--- DOCUMENT EXCERPT Enclosed Below ---

MethBank 4.0: an updated database of DNA methylation across a variety of speciesMochen Zhang, Wenting Zong, Dong Zou et al.|Nucleic Acids Research|2022 DNA methylation, as the most intensively studied epigenetic mark, regulates gene expression in numerous biological processes including development, aging, and disease. With the rapid accumulation of whole-genome bisulfite sequencing data, integrating, archiving, analyzing, and visualizing those data becomes critical. Since its first publication in 2015, MethBank has been continuously updated to include more DNA methylomes across more diverse species. Here, we present MethBank 4.0 (https://ngdc.cncb.ac.cn/methbank/), which reports an increase of 309% in data volume, with 1449 single-base resolution methylomes of 23 species, covering 236 tissues/cell lines and 15 biological contexts. Value-added information, such as more rigorous quality evaluation, more standardized metadata, and comprehensive downstream annotations have been integrated in the new version. Moreover, expert-curated knowledge modules of featured differentially methylated genes associated with biological contexts and methylation analysis tools have been incorporated as new components of MethBank. In addition, MethBank 4.0 is equipped with a series of new web interfaces to browse, search, and visualize DNA methylation profiles and related information. With all these improvements, we believe the updated MethBank 4.0 will serve as a fundamental resource to provide a wide range of data services for the global research community.

--- End of Enclosed DOCUMENT EXCERPT ---
--- DATA SHOWN Enclosed Below ---

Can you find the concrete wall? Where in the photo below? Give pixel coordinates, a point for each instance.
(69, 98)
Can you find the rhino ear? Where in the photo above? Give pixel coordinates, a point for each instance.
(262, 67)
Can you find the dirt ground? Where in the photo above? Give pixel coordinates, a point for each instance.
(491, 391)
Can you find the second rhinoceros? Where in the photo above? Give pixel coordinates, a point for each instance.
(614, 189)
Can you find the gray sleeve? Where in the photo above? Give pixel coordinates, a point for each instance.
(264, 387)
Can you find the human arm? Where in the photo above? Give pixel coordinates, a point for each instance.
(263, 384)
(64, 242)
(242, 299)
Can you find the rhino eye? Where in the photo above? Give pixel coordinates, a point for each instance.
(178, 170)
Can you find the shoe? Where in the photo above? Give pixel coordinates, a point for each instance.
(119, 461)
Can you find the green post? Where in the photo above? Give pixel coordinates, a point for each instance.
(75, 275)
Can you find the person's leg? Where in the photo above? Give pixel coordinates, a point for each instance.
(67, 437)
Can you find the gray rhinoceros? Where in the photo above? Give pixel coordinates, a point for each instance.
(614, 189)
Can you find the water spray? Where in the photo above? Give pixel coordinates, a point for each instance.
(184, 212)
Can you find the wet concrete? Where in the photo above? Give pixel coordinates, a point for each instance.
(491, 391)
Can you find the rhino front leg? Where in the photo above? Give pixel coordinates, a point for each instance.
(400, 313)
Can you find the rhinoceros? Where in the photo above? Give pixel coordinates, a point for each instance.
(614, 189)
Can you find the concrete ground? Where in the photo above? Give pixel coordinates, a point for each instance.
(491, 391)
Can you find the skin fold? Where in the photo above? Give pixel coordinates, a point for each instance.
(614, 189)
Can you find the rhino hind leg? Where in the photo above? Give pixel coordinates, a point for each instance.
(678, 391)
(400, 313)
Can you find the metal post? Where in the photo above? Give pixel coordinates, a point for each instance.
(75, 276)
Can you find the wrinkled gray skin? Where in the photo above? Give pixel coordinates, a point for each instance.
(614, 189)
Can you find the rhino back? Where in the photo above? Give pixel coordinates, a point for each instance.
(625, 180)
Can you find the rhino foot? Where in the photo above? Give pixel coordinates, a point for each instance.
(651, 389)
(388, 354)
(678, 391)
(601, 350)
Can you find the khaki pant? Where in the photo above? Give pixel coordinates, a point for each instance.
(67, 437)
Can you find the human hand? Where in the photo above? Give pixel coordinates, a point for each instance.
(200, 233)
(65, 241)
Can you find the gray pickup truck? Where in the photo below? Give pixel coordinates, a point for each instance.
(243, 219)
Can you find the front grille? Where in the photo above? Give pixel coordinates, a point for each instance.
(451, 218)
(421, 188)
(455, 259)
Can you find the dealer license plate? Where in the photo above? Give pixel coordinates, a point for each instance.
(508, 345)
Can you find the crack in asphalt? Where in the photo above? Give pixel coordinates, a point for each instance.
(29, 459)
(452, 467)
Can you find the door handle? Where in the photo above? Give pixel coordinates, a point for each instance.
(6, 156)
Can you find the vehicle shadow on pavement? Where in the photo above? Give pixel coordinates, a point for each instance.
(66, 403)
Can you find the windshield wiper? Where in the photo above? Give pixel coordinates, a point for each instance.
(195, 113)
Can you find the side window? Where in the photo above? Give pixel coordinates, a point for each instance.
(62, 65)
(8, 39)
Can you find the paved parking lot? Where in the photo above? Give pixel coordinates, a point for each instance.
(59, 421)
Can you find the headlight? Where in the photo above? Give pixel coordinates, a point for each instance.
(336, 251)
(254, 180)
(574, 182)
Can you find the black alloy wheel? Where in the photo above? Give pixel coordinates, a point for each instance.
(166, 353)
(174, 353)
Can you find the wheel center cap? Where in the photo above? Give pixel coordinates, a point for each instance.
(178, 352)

--- End of Enclosed DATA SHOWN ---

Using the MethBank 4.0 abstract, answer each of these:
(a) In what year was MethBank first published?
(b) How many species do the 1449 single-base resolution methylomes in MethBank 4.0 come from?
(c) By what percentage did the data volume increase?
None of the items is needed here.

(a) 2015
(b) 23 species
(c) 309%